- TASK TO CARRY OUT: Which lines in the listing below contain the string "wall"? Show each of them in full, and treat uppercase and lowercase as different.
◇ ◇ ◇ ◇ ◇
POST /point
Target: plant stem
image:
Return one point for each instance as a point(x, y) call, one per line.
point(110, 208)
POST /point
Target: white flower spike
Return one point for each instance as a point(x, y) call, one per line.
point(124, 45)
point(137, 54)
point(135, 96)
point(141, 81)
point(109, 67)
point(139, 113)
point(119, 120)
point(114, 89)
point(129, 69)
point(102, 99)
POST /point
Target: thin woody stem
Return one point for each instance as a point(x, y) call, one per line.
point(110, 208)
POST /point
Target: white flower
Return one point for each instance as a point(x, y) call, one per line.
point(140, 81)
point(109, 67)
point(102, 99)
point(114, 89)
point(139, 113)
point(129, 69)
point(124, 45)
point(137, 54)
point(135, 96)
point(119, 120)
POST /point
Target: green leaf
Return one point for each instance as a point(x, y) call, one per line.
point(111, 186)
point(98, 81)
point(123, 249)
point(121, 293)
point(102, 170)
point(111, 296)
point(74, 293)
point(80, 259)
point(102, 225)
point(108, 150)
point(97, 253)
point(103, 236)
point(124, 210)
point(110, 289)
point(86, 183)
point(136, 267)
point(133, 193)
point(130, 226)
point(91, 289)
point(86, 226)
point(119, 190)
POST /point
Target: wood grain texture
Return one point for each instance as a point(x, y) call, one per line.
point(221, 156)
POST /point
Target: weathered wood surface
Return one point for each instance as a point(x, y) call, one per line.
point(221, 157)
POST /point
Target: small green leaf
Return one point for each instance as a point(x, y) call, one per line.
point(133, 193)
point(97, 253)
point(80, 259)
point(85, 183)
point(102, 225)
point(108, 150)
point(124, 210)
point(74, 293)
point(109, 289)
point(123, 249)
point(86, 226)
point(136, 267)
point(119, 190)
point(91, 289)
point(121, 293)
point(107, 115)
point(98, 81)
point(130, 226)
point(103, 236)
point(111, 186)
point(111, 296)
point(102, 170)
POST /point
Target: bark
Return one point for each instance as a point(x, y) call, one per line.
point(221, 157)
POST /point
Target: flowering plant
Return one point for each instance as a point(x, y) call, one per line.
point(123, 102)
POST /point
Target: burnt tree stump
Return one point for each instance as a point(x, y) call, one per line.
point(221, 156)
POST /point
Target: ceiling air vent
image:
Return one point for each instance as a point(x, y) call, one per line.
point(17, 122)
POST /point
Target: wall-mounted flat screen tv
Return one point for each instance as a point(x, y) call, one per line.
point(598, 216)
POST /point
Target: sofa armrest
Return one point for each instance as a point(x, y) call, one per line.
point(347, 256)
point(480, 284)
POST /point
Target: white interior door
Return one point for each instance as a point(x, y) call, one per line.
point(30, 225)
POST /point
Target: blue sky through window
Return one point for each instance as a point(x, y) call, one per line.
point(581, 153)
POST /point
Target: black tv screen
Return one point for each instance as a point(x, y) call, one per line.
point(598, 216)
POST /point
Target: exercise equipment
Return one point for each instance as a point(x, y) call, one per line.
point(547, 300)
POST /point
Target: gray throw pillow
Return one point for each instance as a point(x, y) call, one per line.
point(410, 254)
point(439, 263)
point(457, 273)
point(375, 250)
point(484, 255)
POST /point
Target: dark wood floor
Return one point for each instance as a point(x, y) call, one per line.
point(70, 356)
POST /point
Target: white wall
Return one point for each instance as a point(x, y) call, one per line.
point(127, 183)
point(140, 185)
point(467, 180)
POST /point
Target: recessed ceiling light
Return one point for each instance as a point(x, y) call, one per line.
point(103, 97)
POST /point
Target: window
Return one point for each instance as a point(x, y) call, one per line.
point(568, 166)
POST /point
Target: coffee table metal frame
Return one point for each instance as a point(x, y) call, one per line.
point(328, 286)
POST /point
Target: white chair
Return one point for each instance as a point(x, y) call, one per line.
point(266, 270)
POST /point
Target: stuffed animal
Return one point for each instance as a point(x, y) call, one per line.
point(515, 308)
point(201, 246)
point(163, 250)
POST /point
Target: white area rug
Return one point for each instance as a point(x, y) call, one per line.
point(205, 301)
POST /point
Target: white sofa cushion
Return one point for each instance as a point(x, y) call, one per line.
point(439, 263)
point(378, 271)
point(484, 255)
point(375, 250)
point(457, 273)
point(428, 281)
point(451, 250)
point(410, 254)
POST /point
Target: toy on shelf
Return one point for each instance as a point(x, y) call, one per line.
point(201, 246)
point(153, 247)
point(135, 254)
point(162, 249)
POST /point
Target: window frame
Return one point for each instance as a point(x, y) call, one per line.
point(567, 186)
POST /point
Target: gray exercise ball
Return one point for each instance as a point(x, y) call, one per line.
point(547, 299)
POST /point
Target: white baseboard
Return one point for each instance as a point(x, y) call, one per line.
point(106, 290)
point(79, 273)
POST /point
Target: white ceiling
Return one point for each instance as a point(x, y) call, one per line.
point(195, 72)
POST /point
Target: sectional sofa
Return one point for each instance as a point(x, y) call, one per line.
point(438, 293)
◇ ◇ ◇ ◇ ◇
- FINAL RESULT:
Target: wall-mounted flat screen tv
Target: white wall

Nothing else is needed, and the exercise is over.